INPUT ROWS:
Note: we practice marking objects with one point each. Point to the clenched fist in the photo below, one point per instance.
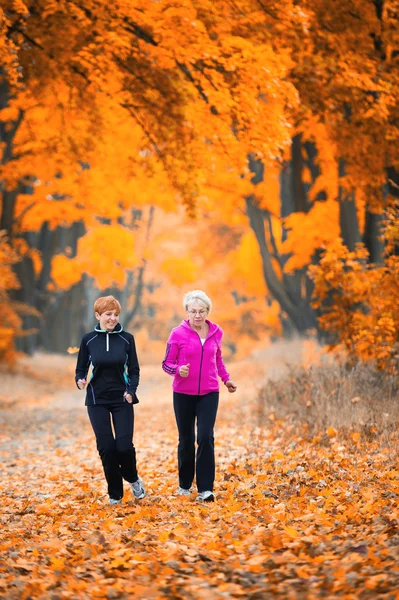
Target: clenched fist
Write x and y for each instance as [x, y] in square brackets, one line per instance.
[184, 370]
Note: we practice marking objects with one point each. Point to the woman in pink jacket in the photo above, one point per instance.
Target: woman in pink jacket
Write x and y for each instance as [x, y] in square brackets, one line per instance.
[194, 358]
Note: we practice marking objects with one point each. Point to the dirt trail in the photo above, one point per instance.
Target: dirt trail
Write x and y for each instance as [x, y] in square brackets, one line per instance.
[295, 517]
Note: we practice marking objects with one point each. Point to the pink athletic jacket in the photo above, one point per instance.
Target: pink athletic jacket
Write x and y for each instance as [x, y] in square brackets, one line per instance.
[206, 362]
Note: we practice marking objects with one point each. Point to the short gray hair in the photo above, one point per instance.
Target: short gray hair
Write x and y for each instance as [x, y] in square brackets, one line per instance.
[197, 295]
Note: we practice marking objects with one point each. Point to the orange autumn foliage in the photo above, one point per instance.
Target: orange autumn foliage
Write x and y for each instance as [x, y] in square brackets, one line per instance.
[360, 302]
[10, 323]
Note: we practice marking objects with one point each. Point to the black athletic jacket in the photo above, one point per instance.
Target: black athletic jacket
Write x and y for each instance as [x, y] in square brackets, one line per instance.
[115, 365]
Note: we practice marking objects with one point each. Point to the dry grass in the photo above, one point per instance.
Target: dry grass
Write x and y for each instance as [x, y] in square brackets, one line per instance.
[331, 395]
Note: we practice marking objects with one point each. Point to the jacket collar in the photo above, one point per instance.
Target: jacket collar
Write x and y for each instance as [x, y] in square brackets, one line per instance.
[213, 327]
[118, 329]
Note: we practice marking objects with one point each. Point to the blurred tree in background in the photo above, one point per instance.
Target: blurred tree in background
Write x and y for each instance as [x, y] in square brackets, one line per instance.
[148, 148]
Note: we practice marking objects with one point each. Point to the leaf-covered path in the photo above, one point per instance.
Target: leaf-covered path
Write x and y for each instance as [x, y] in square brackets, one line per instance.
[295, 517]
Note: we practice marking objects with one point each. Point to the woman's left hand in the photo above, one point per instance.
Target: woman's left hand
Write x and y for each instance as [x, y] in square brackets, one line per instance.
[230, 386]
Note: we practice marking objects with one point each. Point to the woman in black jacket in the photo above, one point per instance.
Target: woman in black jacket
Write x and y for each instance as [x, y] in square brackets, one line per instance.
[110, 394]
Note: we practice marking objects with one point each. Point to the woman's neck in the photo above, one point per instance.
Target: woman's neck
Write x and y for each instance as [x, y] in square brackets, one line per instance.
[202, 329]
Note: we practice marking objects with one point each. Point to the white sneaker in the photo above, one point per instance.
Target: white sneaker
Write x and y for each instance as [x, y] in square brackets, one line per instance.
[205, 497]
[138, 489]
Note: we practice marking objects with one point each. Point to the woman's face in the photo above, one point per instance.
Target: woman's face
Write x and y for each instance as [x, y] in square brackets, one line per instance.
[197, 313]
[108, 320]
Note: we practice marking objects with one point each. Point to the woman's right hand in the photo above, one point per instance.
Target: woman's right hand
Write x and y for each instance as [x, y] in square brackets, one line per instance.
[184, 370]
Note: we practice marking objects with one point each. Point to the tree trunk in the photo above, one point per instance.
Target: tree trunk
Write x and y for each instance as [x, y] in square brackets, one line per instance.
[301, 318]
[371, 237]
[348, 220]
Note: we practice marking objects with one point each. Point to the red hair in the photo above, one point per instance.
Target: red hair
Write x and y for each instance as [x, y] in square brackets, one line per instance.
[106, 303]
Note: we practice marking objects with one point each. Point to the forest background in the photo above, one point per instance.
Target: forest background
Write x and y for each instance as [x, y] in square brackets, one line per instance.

AIM: Starting at the line that contains "to the white" and ending at the end of the data, write those lines out again, swapping "red hair" for "auburn hair" and leaving everything else unchanged.

FINISHED TASK:
Note: we practice marking objects with one point each. Point to the white sneaker in the photo above, one point per instance.
Target: white sneaker
Write x and y for each instance as [x, y] in square brackets, one line per instance.
[205, 497]
[138, 489]
Note: we practice marking objects with one point each. Point to the woman's face in the photo above, one point per instance.
Target: woman's face
Write x and y for each instance as [x, y] in square brackets, one line per instance.
[197, 313]
[108, 320]
Note: we practice marking objects with one point each. Point to the woman's right hand in the photo above, one point per instance.
Target: woman's right hand
Write x and y for each instance as [x, y] in square brackets, one line per instance.
[184, 370]
Note: we practice marking objects with one point each. Point to the tree trunk in the photo above, one point per instance.
Target: tree trunk
Write x and y for each instance as [x, y] in square brackets, one line per instance.
[301, 318]
[371, 237]
[348, 220]
Note: we practice marking objects with one point each. Point to the auburn hair in the photo above, one point per instance.
Target: auburn hair
Write x and y for each instance as [x, y] in square brackets, one line per instance.
[106, 303]
Note: we practice marking objects with one point each. Point to the forest background in the photo above, one point per instance.
Target: forest background
Write x and y for each instance as [x, y] in square brackets, one line per instance.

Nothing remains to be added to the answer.